Given text
↓

News Feature | March 9, 2015

J&J Wins Appeal, Loses Civil Case Over Pelvic Mesh Implant

By Suzanne Hodsden

Two new court decisions leave Johnson & Johnson subsidiary Ethicon with a win and a setback in its ongoing nationwide pelvic mesh litigation. Though a U.S. Court of Appeals for the 4th Circuit upheld Ethicon’s win from a year ago, a California jury has awarded $5.7 million in damages the court says were caused by Ethicon’s Gynecare TVT Abbrevo (Abbrevo) device.

Abbrevo, a newer pelvic mesh product developed by Ethicon, was approved by the FDA in 2010 to treat stress urinary incontinence and pelvic organ prolapse.

According to the California court’s decision, Abbrevo has serious design defects and Ethicon failed to warn doctors about the implant’s problems, according to The National Law Journal. Reuters reports that a Kern County Superior Court jury awarded the plaintiff, Coleen Perry, $700,000 in compensatory damages and $5 million in punitive damages.

According to Perry’s lawyers, she began experiencing pain almost immediately following her surgery, as the device began to erode inside her body.  The verdict, said the lawyers, “sent a clear message to Ethicon” about its “improper conduct in designing and marketing Abbrevo,” reported Reuters.

Ethicon spokesman Matthew Johnson told Bloomberg that his company stands by the safety of Abbrevo and feels there is enough evidence to support an appeal.

“The evidence showed the TVT Abbrevo midurethral sling was properly designed and Ethicon acted appropriately and responsibly in the research development and marketing of the product,” Johnson told Bloomberg.

Despite its loss in California, Ethicon did manage to hold onto its win in West Virginia, Reuters reports.

Last week, the Fourth Circuit upheld a decision from January of 2014 that plaintiff Carolyn Lewis did not have enough evidence to support her claim that a sufficient warning would have prevented her doctor from prescribing the device, Law360 reports.

↑

Excerpted data
↓

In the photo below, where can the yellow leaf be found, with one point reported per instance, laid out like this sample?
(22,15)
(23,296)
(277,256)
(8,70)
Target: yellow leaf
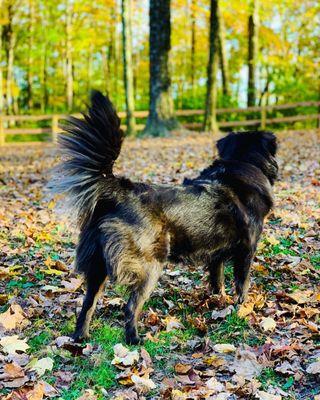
(268,324)
(272,240)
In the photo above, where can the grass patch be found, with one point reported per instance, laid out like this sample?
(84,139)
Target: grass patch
(269,377)
(235,330)
(38,341)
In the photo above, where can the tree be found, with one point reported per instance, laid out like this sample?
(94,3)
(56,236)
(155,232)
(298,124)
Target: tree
(9,39)
(127,62)
(1,71)
(253,26)
(69,60)
(210,120)
(30,54)
(193,44)
(223,58)
(161,117)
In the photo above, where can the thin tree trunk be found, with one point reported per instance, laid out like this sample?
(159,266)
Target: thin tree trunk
(69,61)
(253,26)
(89,68)
(44,79)
(10,72)
(224,65)
(127,62)
(30,55)
(161,115)
(193,45)
(10,39)
(1,72)
(210,120)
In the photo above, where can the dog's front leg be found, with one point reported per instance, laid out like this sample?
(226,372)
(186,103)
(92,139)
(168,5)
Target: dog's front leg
(216,271)
(241,268)
(136,301)
(95,286)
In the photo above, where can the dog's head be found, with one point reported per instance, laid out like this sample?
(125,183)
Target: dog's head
(255,147)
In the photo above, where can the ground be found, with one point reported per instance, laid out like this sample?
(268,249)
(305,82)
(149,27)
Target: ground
(196,346)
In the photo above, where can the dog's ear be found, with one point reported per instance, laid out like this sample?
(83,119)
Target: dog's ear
(226,145)
(269,142)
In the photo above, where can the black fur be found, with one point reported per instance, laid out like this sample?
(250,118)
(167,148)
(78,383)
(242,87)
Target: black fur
(128,229)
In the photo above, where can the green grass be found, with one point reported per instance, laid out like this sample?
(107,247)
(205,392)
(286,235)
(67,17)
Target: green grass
(269,377)
(315,260)
(235,330)
(38,341)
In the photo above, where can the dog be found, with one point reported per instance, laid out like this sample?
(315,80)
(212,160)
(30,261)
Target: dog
(128,230)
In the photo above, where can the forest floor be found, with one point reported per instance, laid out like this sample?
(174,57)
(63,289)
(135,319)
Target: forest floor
(196,346)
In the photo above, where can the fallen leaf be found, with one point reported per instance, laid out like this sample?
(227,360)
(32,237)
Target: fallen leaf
(261,395)
(41,366)
(272,240)
(246,365)
(13,318)
(245,309)
(123,356)
(314,368)
(214,385)
(72,285)
(12,344)
(88,395)
(182,368)
(268,324)
(224,348)
(172,323)
(36,393)
(142,383)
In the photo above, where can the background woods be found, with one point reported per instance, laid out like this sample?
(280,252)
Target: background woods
(214,54)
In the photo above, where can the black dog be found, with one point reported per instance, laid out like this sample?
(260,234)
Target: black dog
(128,229)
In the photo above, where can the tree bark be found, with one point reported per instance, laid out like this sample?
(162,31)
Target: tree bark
(1,71)
(69,61)
(9,37)
(224,65)
(161,117)
(253,26)
(127,62)
(210,120)
(30,55)
(193,45)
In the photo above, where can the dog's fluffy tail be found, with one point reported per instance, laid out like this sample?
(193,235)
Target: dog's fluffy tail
(90,146)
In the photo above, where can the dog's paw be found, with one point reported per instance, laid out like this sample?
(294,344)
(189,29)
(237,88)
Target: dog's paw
(79,337)
(133,339)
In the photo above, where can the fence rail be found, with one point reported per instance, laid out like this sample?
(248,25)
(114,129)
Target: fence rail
(263,121)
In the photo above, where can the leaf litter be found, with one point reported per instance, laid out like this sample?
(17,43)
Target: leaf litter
(197,345)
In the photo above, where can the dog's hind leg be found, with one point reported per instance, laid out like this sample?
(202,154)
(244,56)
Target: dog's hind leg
(136,301)
(216,271)
(95,279)
(242,263)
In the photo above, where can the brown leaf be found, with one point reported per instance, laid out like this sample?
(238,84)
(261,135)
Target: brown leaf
(182,368)
(13,318)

↑

What is needed
Name every news outlet that the pelvic mesh news feature credits as a source of its reporting.

Exercise result
The National Law Journal, Reuters, Bloomberg, Law360